= AVAILABLE RECORDS =
───

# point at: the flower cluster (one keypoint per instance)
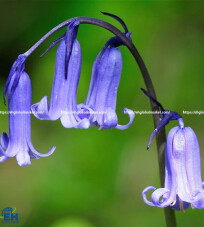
(99, 108)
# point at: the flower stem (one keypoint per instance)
(161, 137)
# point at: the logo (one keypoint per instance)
(9, 216)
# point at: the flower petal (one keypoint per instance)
(131, 116)
(156, 196)
(30, 145)
(4, 140)
(180, 165)
(144, 195)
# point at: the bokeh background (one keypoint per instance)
(95, 178)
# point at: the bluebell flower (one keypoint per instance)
(99, 107)
(102, 95)
(183, 183)
(63, 103)
(19, 141)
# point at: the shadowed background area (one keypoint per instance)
(95, 178)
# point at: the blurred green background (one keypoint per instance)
(95, 178)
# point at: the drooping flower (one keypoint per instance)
(19, 141)
(63, 102)
(183, 184)
(102, 95)
(99, 107)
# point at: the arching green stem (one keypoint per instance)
(161, 137)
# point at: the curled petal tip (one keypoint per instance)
(40, 154)
(144, 195)
(131, 116)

───

= EXERCISE INSTRUCTIONS =
Only the pictures are to be left out; repeat everything else in the records above exactly.

= RESPONSE BELOW =
# point at: the flower cluster (one keypoint per instance)
(99, 108)
# point at: the flower stem (one keypoint per instance)
(161, 137)
# point at: the logo (one keypoint per instance)
(9, 216)
# point at: the flower petal (one keypoint per instance)
(131, 116)
(156, 196)
(30, 145)
(4, 140)
(180, 165)
(144, 195)
# point at: the bokeh background (one keypoint per instance)
(95, 178)
# point at: the bluebell flower (one keypoint per instance)
(99, 107)
(102, 95)
(183, 183)
(63, 103)
(19, 141)
# point at: the shadowed background area (one keypoint per instance)
(95, 178)
# point at: the blurred green background (one keypoint per instance)
(95, 178)
# point at: the drooping flower (one keypoint per instance)
(19, 141)
(63, 102)
(183, 184)
(102, 95)
(99, 107)
# point at: the arching green stem (one keypoint per instance)
(161, 137)
# point at: the curled petal tip (one keypoint per instance)
(40, 154)
(144, 195)
(131, 116)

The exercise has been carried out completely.